------ SUPPLIED DATA ------
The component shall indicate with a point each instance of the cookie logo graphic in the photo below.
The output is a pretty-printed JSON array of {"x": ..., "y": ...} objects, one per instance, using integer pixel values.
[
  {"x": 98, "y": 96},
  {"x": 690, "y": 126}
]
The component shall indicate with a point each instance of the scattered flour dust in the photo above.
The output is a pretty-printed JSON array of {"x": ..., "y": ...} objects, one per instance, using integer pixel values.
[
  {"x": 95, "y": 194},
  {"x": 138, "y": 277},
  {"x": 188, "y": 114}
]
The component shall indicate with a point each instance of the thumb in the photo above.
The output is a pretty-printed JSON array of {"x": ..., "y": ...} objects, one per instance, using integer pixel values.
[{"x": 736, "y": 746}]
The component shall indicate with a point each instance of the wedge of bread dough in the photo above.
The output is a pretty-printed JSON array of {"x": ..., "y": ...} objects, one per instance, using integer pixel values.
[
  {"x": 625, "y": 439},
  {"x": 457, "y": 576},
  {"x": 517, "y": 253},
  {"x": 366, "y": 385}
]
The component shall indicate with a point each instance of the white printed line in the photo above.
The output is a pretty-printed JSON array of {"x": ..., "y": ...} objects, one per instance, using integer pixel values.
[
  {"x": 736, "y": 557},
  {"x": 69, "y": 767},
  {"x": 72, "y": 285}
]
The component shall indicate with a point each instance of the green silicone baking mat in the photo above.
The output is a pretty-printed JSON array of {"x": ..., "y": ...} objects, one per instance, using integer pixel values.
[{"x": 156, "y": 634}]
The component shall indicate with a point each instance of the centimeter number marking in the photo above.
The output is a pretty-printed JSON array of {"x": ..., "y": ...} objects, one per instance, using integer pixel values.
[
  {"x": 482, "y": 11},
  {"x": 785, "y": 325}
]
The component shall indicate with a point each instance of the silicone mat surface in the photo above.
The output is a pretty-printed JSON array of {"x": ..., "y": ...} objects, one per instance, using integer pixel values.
------
STATED EXERCISE:
Reproduce the entire listing above verbatim, line for line, without altering any wording, punctuation, or spacing.

RESPONSE:
The component shall indicate with a point each instance of the cookie logo graphic in the photo below.
The output is a pretty-printed JSON array of {"x": ..., "y": ...} objects, one per instance, using integer pixel values.
[
  {"x": 98, "y": 96},
  {"x": 690, "y": 126}
]
The component shall indicate with a point each instance of the scattered flour dust in the photo above.
The output is a pretty-printed JSON array of {"x": ..., "y": ...} objects, one per instance, using integer pixel values.
[
  {"x": 95, "y": 194},
  {"x": 138, "y": 277},
  {"x": 188, "y": 114}
]
The component shall indicate with a point each instance of the thumb in the photo above.
The output is a pretty-printed JSON array of {"x": ..., "y": ...} objects, one per instance, using integer pixel values.
[{"x": 736, "y": 746}]
The component shall indicate with a point each instance of the wedge of bread dough in the photo above.
The output is a pretty-printed JSON array of {"x": ..., "y": ...} objects, one per instance, using integer pixel values.
[
  {"x": 625, "y": 439},
  {"x": 457, "y": 576},
  {"x": 517, "y": 253},
  {"x": 366, "y": 385}
]
The component shall indicate with a point each instance of the white printed line in the photo above.
The output is a pretty-printed JSON array of {"x": ..., "y": ...} objects, one per instance, using integer pixel values.
[
  {"x": 736, "y": 557},
  {"x": 69, "y": 767},
  {"x": 72, "y": 285}
]
The component shall indicate with a point each instance of the green silicone baking mat in the photo above.
The output is a pretty-printed JSON array of {"x": ..., "y": ...} objects, one per instance, using integer pixel values.
[{"x": 156, "y": 634}]
The component shall indicate with a point each instance of the centimeter number marking in the photo above.
The output is a pretty-printed JSON array of {"x": ..., "y": ...} objects, one per instance, using integer pixel values.
[
  {"x": 482, "y": 11},
  {"x": 785, "y": 325}
]
The component shall indicate with a point each instance of the silicone mat surface in the photo above.
The output is a pretty-printed JSON array of {"x": ..., "y": ...} objects, one per instance, using integer pixel values.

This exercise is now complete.